STATED GOAL —
Could you rewrite the lines below, swapping every "forest canopy" for "tree canopy" and leaving everything else untouched?

Excerpts from point annotation data:
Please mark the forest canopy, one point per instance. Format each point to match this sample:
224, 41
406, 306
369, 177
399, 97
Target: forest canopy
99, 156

WRITTEN RESPONSE —
Please mark the tree canopy, one point per instance. Format each point to match this sample:
224, 41
406, 306
369, 177
399, 97
Target: tree canopy
99, 156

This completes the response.